_Short exercise_: Write out every line of the data below as a JSON list of strings, one string per line, skipping blank lines and leaving out the pictures.

_Stored data_:

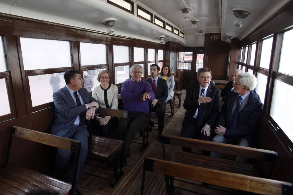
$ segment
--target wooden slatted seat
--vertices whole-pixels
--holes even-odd
[[[0,194],[23,194],[33,192],[38,194],[52,193],[73,194],[74,183],[71,185],[27,168],[8,164],[13,138],[17,137],[71,151],[74,159],[72,180],[75,181],[80,141],[15,126],[11,127],[10,134],[4,167],[0,170]]]
[[[128,111],[99,108],[96,113],[104,116],[111,116],[121,118],[128,118]],[[126,124],[127,124],[127,120]],[[127,125],[125,126],[126,130]],[[125,136],[124,140],[125,140]],[[111,184],[114,187],[124,175],[122,170],[122,156],[124,149],[124,141],[92,135],[89,137],[88,157],[96,160],[113,163],[114,178]],[[118,175],[118,165],[120,167]]]

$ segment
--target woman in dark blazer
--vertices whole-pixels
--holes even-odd
[[[174,81],[174,76],[171,75],[171,70],[168,65],[165,64],[162,67],[161,74],[158,75],[158,77],[165,79],[167,81],[168,86],[168,97],[167,99],[167,101],[173,98],[174,95],[174,92],[173,90],[175,85],[175,81]]]

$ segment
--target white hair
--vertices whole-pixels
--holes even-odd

_Correct answer_:
[
  "$ segment",
  "--target wooden slatted seat",
  "--vertices whole-pixels",
  "--holes even-odd",
  "[[[0,194],[23,194],[33,192],[38,194],[52,193],[73,194],[74,183],[71,185],[27,168],[8,164],[13,138],[17,137],[71,151],[74,159],[72,180],[75,181],[80,141],[15,126],[11,127],[10,134],[4,167],[0,170]]]",
  "[[[128,111],[99,108],[96,113],[104,116],[111,116],[121,118],[128,118]],[[126,124],[127,124],[127,120]],[[127,125],[125,126],[126,130]],[[125,136],[124,140],[125,140]],[[111,184],[114,187],[124,175],[122,170],[122,156],[124,149],[124,141],[92,135],[89,137],[88,157],[96,160],[113,163],[114,178]],[[118,175],[118,165],[120,167]]]",
  "$ segment",
  "--target woman in dark blazer",
  "--vertices whole-pixels",
  "--holes even-odd",
  "[[[174,81],[174,76],[171,75],[171,70],[168,65],[165,64],[162,67],[161,74],[158,75],[158,77],[165,79],[167,81],[168,86],[168,97],[167,99],[167,101],[173,98],[174,95],[174,92],[173,90],[175,85],[175,81]]]",
  "$ segment",
  "--target white hair",
  "--vertices whole-pixels",
  "--holes even-odd"
]